Once you reach the end of the data, transcribe all of it exactly.

[Natural-language object grounding data]
———

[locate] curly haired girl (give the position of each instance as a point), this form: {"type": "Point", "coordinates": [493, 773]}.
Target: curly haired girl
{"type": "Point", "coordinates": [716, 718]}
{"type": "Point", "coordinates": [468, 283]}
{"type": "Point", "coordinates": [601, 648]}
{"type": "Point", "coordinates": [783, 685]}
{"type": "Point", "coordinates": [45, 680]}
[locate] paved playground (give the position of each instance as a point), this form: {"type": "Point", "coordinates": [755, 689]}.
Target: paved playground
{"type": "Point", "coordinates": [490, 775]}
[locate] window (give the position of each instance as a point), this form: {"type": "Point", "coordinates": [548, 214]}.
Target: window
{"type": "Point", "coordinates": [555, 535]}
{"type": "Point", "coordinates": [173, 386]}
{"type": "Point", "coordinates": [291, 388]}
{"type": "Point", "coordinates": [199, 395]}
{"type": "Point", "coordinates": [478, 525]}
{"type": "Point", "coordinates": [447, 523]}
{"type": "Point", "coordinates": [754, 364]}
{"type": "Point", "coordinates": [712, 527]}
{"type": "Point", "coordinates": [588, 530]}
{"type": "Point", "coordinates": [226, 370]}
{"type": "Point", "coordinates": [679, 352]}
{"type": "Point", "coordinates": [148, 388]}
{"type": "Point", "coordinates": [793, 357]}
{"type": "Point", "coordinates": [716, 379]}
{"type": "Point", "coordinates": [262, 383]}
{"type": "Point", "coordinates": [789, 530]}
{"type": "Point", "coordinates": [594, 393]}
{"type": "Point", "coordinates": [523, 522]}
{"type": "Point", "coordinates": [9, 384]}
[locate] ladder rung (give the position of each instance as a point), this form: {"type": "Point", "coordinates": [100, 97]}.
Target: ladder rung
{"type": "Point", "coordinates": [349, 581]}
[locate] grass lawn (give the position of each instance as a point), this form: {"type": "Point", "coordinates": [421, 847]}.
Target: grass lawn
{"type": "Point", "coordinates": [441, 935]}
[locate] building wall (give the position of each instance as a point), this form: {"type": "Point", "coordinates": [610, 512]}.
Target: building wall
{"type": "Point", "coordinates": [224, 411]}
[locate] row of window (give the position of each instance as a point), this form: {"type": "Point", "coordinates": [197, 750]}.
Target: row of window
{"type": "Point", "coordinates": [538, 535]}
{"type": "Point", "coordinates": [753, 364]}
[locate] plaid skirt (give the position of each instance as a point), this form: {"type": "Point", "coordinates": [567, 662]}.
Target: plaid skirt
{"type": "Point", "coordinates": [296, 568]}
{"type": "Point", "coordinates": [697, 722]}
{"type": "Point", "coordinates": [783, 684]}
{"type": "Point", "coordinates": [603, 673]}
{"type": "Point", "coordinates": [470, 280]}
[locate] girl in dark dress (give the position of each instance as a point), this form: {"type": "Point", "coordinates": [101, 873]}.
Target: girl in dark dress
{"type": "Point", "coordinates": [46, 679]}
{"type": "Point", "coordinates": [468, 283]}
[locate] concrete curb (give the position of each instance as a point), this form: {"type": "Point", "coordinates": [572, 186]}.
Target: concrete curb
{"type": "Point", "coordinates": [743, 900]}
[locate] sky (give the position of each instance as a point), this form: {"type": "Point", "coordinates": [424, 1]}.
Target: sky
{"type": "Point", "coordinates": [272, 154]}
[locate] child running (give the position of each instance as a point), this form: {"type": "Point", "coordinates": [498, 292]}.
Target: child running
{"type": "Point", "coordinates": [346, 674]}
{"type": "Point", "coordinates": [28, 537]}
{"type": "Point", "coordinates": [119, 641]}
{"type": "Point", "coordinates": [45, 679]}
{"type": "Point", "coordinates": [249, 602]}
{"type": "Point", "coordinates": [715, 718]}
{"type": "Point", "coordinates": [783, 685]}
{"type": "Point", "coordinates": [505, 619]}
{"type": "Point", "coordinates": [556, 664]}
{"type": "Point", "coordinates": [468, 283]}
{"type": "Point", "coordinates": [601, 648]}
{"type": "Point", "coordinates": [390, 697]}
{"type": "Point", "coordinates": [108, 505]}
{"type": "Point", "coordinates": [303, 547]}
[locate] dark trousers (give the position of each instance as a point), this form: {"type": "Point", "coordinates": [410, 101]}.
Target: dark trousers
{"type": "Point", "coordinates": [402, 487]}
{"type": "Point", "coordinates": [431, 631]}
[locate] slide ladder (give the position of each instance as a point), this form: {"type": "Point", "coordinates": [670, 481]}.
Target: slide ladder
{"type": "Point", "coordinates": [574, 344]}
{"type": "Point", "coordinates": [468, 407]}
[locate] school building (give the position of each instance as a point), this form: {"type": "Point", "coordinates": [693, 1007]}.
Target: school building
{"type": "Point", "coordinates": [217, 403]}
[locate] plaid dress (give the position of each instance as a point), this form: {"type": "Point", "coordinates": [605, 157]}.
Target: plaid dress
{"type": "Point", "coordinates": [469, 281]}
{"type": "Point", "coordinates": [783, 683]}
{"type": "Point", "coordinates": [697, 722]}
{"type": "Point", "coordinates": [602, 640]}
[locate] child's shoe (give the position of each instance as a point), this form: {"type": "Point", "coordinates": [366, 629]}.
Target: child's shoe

———

**RESULT FOR THIS TASK:**
[locate] curly haired girl (give the position of each instance as a point), this form: {"type": "Point", "coordinates": [493, 773]}.
Target: curly haired girl
{"type": "Point", "coordinates": [716, 718]}
{"type": "Point", "coordinates": [468, 283]}
{"type": "Point", "coordinates": [601, 648]}
{"type": "Point", "coordinates": [783, 685]}
{"type": "Point", "coordinates": [45, 680]}
[locate] paved playground (give the position of each instance as a point), this form: {"type": "Point", "coordinates": [755, 689]}.
Target: paved playground
{"type": "Point", "coordinates": [490, 775]}
[locate] window (give the position of each instance as a point), this form: {"type": "Point", "coordinates": [548, 214]}.
Target: window
{"type": "Point", "coordinates": [555, 535]}
{"type": "Point", "coordinates": [173, 386]}
{"type": "Point", "coordinates": [291, 388]}
{"type": "Point", "coordinates": [199, 395]}
{"type": "Point", "coordinates": [478, 525]}
{"type": "Point", "coordinates": [447, 523]}
{"type": "Point", "coordinates": [754, 364]}
{"type": "Point", "coordinates": [712, 527]}
{"type": "Point", "coordinates": [588, 530]}
{"type": "Point", "coordinates": [226, 370]}
{"type": "Point", "coordinates": [679, 352]}
{"type": "Point", "coordinates": [148, 388]}
{"type": "Point", "coordinates": [793, 357]}
{"type": "Point", "coordinates": [716, 379]}
{"type": "Point", "coordinates": [262, 383]}
{"type": "Point", "coordinates": [789, 530]}
{"type": "Point", "coordinates": [594, 393]}
{"type": "Point", "coordinates": [523, 522]}
{"type": "Point", "coordinates": [9, 384]}
[locate] ladder rung (give the position of each instance as a point), this form: {"type": "Point", "coordinates": [100, 97]}.
Target: ladder rung
{"type": "Point", "coordinates": [349, 581]}
[locate] grass lawn (give the position of each instance as a point), this form: {"type": "Point", "coordinates": [421, 847]}.
Target: grass lawn
{"type": "Point", "coordinates": [441, 935]}
[locate] building wall (give the position of each instance as a point), this form: {"type": "Point", "coordinates": [610, 512]}.
Target: building wall
{"type": "Point", "coordinates": [224, 411]}
[locate] row of window (give the position of each instance as a point), this form: {"type": "Point", "coordinates": [197, 750]}.
Target: row of window
{"type": "Point", "coordinates": [538, 535]}
{"type": "Point", "coordinates": [753, 364]}
[locate] plaid skirt (give the position of each instance as a point), this form: {"type": "Point", "coordinates": [567, 662]}.
Target: plaid skirt
{"type": "Point", "coordinates": [296, 568]}
{"type": "Point", "coordinates": [697, 722]}
{"type": "Point", "coordinates": [783, 684]}
{"type": "Point", "coordinates": [603, 673]}
{"type": "Point", "coordinates": [470, 280]}
[locate] girl in dark dress (give the position of each instance as a point), this form: {"type": "Point", "coordinates": [101, 873]}.
Target: girl in dark dress
{"type": "Point", "coordinates": [46, 679]}
{"type": "Point", "coordinates": [468, 283]}
[locate] concrete curb (give the position of each instance as a point), this form: {"type": "Point", "coordinates": [572, 186]}.
Target: concrete curb
{"type": "Point", "coordinates": [743, 900]}
[locate] sky (give the position of each instance as a point), this form: {"type": "Point", "coordinates": [424, 1]}.
Target: sky
{"type": "Point", "coordinates": [272, 154]}
[locate] child running (give the position of each instance as a point), this form: {"type": "Point", "coordinates": [498, 292]}.
Target: child running
{"type": "Point", "coordinates": [346, 674]}
{"type": "Point", "coordinates": [28, 537]}
{"type": "Point", "coordinates": [119, 641]}
{"type": "Point", "coordinates": [45, 679]}
{"type": "Point", "coordinates": [249, 602]}
{"type": "Point", "coordinates": [715, 718]}
{"type": "Point", "coordinates": [783, 685]}
{"type": "Point", "coordinates": [505, 619]}
{"type": "Point", "coordinates": [556, 664]}
{"type": "Point", "coordinates": [468, 283]}
{"type": "Point", "coordinates": [601, 648]}
{"type": "Point", "coordinates": [390, 697]}
{"type": "Point", "coordinates": [108, 505]}
{"type": "Point", "coordinates": [303, 547]}
[locate] dark trousers (give the position of each instance as a point), this form: {"type": "Point", "coordinates": [410, 101]}.
Target: dark trousers
{"type": "Point", "coordinates": [402, 487]}
{"type": "Point", "coordinates": [431, 631]}
[locate] slide ladder (give the position of each instance as a point), this form: {"type": "Point", "coordinates": [670, 481]}.
Target: slide ladder
{"type": "Point", "coordinates": [574, 344]}
{"type": "Point", "coordinates": [468, 407]}
[locate] school building (give the position of each instance as a point), this form: {"type": "Point", "coordinates": [693, 1007]}.
Target: school building
{"type": "Point", "coordinates": [217, 403]}
[locate] plaid dress (give the position of each instance as a point), this form: {"type": "Point", "coordinates": [605, 157]}.
Target: plaid dress
{"type": "Point", "coordinates": [469, 281]}
{"type": "Point", "coordinates": [783, 683]}
{"type": "Point", "coordinates": [697, 722]}
{"type": "Point", "coordinates": [602, 640]}
[locate] child's shoe (give the position of each instance as a point), this form: {"type": "Point", "coordinates": [366, 629]}.
Target: child's shoe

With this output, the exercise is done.